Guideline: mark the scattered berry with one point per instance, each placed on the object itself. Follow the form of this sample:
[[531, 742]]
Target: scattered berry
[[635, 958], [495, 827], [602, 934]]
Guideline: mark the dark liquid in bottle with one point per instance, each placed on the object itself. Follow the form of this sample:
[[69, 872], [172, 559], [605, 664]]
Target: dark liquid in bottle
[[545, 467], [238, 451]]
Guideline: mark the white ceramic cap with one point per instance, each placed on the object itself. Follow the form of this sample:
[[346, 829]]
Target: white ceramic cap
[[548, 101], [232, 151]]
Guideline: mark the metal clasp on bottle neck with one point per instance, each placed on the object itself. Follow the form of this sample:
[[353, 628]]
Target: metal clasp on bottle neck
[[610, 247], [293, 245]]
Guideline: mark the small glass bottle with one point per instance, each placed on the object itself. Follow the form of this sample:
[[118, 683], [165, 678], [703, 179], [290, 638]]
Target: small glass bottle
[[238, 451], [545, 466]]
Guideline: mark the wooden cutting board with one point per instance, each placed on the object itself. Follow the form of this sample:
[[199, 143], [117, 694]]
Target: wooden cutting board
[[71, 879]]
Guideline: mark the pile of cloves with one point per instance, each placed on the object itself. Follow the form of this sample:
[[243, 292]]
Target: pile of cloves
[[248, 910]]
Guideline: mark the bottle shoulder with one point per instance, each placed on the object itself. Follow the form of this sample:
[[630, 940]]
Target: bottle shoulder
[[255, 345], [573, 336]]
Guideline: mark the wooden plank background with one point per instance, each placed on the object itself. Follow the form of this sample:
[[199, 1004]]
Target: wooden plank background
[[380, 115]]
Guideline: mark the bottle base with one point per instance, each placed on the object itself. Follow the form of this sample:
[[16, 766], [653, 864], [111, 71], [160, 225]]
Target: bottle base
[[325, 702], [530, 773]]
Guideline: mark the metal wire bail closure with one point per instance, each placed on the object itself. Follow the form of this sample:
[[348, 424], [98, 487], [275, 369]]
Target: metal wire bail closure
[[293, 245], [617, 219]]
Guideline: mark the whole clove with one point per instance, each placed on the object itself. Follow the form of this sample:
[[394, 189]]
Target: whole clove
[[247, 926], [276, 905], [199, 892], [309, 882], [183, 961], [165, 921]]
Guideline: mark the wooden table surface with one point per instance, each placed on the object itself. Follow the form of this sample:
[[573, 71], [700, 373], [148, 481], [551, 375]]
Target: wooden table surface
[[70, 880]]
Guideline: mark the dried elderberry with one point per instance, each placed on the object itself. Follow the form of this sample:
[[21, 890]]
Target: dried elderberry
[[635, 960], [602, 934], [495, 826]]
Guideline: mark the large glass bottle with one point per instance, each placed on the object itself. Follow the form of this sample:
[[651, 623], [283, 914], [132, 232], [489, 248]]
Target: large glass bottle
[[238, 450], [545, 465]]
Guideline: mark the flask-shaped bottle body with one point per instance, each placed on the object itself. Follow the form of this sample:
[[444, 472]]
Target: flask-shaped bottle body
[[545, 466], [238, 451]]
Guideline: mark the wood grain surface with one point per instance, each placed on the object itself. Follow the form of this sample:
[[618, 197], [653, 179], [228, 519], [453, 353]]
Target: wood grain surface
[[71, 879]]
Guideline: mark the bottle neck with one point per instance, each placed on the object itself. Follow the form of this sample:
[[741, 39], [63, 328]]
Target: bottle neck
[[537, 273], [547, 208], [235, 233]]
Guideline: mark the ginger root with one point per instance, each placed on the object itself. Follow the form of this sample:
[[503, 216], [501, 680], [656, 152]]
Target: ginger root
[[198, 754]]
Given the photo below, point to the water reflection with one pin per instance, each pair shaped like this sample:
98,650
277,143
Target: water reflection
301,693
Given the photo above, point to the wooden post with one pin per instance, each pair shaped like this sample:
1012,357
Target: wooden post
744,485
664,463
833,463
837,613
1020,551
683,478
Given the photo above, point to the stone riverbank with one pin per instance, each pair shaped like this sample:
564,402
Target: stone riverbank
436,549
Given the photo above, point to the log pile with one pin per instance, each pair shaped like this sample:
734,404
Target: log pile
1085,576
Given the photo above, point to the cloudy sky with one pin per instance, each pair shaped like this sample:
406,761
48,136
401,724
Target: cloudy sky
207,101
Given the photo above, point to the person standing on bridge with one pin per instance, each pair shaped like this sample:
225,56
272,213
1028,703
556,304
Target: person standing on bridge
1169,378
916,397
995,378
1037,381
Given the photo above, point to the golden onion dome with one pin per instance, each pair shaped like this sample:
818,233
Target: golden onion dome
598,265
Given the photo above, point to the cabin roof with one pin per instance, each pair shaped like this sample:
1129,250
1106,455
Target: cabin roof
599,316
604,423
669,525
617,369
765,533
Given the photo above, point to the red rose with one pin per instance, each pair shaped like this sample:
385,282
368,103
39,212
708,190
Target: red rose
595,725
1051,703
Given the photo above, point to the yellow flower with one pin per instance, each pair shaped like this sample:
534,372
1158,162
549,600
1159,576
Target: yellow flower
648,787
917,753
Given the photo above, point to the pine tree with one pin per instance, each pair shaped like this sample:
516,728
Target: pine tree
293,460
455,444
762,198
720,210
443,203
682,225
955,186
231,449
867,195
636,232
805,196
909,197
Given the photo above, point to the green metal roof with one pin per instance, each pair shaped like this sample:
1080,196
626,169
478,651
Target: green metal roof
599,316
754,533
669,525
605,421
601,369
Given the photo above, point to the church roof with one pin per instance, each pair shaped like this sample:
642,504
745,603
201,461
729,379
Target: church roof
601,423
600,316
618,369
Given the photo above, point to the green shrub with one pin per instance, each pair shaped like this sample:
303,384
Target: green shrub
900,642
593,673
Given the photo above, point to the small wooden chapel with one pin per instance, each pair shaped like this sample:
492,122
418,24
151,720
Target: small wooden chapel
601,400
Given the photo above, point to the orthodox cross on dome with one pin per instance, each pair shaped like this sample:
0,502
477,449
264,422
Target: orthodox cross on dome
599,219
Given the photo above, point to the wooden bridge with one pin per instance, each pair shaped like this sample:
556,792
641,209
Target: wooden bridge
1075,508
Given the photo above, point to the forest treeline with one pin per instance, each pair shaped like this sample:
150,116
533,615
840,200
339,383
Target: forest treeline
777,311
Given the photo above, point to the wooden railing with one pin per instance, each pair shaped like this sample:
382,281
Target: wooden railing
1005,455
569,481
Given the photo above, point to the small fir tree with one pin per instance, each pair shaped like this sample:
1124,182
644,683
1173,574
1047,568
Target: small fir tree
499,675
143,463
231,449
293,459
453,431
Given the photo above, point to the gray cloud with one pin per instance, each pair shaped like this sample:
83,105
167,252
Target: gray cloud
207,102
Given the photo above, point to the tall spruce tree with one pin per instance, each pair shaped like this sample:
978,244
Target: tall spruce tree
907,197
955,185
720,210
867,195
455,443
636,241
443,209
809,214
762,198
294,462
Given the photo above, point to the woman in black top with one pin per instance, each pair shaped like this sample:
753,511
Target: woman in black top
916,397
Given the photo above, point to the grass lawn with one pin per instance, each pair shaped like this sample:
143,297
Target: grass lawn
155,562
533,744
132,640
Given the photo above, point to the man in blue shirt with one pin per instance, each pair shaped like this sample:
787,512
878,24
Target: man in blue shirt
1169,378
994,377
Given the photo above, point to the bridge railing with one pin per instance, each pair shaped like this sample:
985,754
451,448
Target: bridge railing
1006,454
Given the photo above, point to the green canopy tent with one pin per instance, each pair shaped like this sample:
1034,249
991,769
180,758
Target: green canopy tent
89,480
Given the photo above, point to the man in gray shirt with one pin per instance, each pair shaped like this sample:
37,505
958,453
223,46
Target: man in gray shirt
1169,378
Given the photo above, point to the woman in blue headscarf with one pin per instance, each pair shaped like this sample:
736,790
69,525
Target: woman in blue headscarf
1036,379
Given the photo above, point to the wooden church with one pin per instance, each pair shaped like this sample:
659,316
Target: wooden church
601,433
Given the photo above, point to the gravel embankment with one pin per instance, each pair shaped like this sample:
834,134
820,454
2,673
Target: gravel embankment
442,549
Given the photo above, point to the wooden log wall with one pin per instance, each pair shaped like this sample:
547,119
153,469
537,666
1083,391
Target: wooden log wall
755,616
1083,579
※
What you will do:
Everything from the line with "Target: whole clove" through the line with "[[21, 890]]" should be written out exactly as it appears above, end lines included, and nothing outside that range.

Response:
Target: whole clove
[[247, 926], [276, 905], [199, 892], [309, 882], [183, 961], [165, 921]]
Guideline: mark the wooden table surface with one point per instance, each placed on the object itself. Follow the form of this sample:
[[573, 71], [700, 373], [148, 481], [551, 375]]
Target: wooden table surface
[[70, 880]]
Guideline: mark the dried elderberry with one point per instance, each placed on the object itself. Follow the form of this sample:
[[21, 890]]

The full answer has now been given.